• **Exercise A**: In the text on laziness and personal data, which two apps does it name as owned by Facebook?
• **Exercise B**: From the text on laziness and personal data, reproduce the passage that begins at the words "It takes a lot" and stops after "doesn’t return value.".

Laziness, personal data and technology

We humans are an inherently lazy lot. Especially so when it comes to personal data on social networks. It’s a fact that technology companies understand very well and have taken advantage of for decades, well before Facebook or LinkedIn et al. For companies using massive databases, switching to new database technologies remains inherently expensive. A fact technology companies have leveraged for decades as well. Think Oracle, Microsoft etc.
Regulation and data portability
One key element of consideration by regulators is forcing technology companies, especially those who use personal information as part of their offering (social media tools being prime.) This is part of US Senator Mark Warners proposal for regulation of tech giants like Facebook or Google (although it has some merit, it does risk shutting down free speech to some degree.)
A primary reason people don’t switch from Facebook or LinkedIn, for example, is because those services act in part like an address book. If you use WhatsApp or Instagram, both owned by Facebook, it’s easy to transfer all your contacts over. Good luck trying to bring your BeBee or some other social media app contacts over to Facebook or vice versa.
It takes a lot of time and effort to transfer those contacts and many people don’t want to have multiple social media services that they then have to engage in. We’re just lazy, but also, we make an economic decision in our minds that it doesn’t return value.

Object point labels

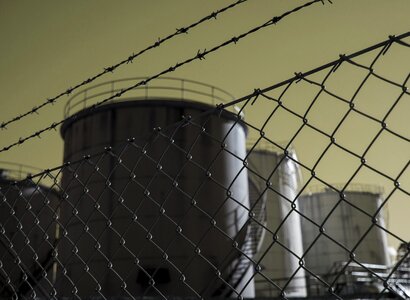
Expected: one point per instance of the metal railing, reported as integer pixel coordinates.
(161, 88)
(167, 214)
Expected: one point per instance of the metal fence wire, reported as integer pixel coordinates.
(217, 206)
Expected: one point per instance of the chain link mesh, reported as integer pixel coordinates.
(193, 211)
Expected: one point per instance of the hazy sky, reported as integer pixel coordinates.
(49, 46)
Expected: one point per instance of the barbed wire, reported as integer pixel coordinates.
(199, 56)
(146, 175)
(111, 69)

• **Written solution A**: WhatsApp and Instagram.

• **Written solution B**:
It takes a lot of time and effort to transfer those contacts and many people don’t want to have multiple social media services that they then have to engage in. We’re just lazy, but also, we make an economic decision in our minds that it doesn’t return value.